WORK ORDER 1: Recast the paragraph of the Palestinian Airlines excerpt that begins "The airline was established" as a short bulleted list that keeps its main facts.
WORK ORDER 2: Name every city mentioned in the Palestinian Airlines excerpt, in order of first appearance.
WORK ORDER 3: From the Palestinian Airlines excerpt, extract the passage from "Palestinian Airlines was" up to and including "and Saudi Arabia.".

EXCERPT TO READ:
··········

Palestinian Airlines was an airline headquartered in Gaza City, Palestine, and based at El Arish International Airport in Arish, Egypt. Fully owned by the Palestinian Authority, it commenced operations in 1995 and offered flights in the Middle East. In 2020, the company was put into liquidation after years of limited operations.

==History==
The airline was established on 1 January 1995 and started operations in June 1997, with series of charter flights carrying pilgrims to Jeddah, Saudi Arabia. The flights were operated from Port Said, in northern Egypt. Scheduled services began on 23 July 1997, operating from Arish to Jordan and Saudi Arabia.

··········

Saved entries:
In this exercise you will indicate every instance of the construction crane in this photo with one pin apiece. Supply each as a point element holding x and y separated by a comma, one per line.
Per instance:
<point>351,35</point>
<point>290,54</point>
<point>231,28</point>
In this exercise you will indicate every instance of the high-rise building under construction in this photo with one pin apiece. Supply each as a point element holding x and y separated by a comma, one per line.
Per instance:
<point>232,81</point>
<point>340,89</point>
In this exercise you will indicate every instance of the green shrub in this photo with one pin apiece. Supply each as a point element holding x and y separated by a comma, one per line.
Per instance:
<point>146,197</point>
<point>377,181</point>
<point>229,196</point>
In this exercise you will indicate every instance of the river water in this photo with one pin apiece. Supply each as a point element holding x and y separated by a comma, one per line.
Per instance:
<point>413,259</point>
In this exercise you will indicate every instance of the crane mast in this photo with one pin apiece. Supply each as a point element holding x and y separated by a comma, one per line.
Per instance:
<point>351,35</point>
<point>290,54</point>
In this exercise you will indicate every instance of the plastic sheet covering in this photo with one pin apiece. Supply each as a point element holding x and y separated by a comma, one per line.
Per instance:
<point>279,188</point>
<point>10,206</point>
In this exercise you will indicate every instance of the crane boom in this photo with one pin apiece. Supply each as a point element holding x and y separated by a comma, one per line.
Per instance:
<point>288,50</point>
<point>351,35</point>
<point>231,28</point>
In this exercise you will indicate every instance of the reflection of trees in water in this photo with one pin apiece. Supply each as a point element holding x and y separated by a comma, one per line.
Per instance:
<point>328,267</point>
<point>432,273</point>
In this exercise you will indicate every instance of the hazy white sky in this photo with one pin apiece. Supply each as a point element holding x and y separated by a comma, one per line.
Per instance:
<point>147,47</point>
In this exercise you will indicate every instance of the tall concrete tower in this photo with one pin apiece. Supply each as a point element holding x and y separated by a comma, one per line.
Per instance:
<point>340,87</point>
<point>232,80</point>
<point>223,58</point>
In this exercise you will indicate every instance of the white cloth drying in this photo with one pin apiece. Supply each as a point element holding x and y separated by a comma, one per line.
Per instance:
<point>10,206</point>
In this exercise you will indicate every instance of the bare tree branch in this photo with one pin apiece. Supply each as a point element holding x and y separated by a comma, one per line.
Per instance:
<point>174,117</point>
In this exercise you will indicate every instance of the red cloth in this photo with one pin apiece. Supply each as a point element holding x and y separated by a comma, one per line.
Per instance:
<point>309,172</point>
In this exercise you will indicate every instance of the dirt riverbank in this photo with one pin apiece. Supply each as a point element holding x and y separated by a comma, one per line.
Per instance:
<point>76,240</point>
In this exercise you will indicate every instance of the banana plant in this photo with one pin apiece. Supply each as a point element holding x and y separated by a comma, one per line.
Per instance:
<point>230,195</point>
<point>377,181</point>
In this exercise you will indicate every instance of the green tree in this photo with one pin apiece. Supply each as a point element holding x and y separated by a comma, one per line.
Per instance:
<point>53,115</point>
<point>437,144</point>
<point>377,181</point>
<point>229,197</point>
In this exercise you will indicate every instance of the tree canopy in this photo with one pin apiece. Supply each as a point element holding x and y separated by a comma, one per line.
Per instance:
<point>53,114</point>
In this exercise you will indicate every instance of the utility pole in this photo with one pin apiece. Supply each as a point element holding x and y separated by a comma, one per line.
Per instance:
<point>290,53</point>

··········

SOLUTION 1:
- Established on 1 January 1995
- Began operations in June 1997 with charter flights carrying pilgrims to Jeddah, Saudi Arabia, operated from Port Said in northern Egypt
- Started scheduled services on 23 July 1997, flying from Arish to Jordan and Saudi Arabia

SOLUTION 2: Gaza City, Arish, Jeddah, Port Said

SOLUTION 3:
Palestinian Airlines was an airline headquartered in Gaza City, Palestine, and based at El Arish International Airport in Arish, Egypt. Fully owned by the Palestinian Authority, it commenced operations in 1995 and offered flights in the Middle East. In 2020, the company was put into liquidation after years of limited operations.

==History==
The airline was established on 1 January 1995 and started operations in June 1997, with series of charter flights carrying pilgrims to Jeddah, Saudi Arabia. The flights were operated from Port Said, in northern Egypt. Scheduled services began on 23 July 1997, operating from Arish to Jordan and Saudi Arabia.